- [WHAT THE TASK ASKS]:
Return the records exactly, please. Every line should match.

============

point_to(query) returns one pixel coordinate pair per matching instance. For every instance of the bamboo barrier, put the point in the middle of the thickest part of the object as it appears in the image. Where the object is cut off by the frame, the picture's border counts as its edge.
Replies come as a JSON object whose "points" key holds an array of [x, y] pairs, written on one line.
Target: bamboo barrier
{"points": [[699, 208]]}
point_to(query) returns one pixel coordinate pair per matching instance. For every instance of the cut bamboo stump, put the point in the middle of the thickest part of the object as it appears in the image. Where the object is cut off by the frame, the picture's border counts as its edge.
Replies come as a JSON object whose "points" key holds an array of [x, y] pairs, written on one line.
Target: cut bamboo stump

============

- [ANSWER BOX]:
point_to(query) returns one pixel coordinate pair per matching instance. For every instance of the bamboo barrier, put the point in the middle of the thickest part of the object as it appears in the image. Where the object is cut off by the frame, the picture's border counts as its edge.
Replies come as a JSON object whose "points" key holds an array of [x, y] pairs, written on one line.
Target: bamboo barrier
{"points": [[699, 208]]}
point_to(query) returns one pixel coordinate pair per matching instance. For every instance of the cut bamboo stump, put the point in the middle of the thickest part of the object as it appears in the image. Where the object is cut off by the frame, the picture's border counts as its edge.
Replies come as a JSON object whose "points" key holds an array of [x, y] pairs, written on one line.
Target: cut bamboo stump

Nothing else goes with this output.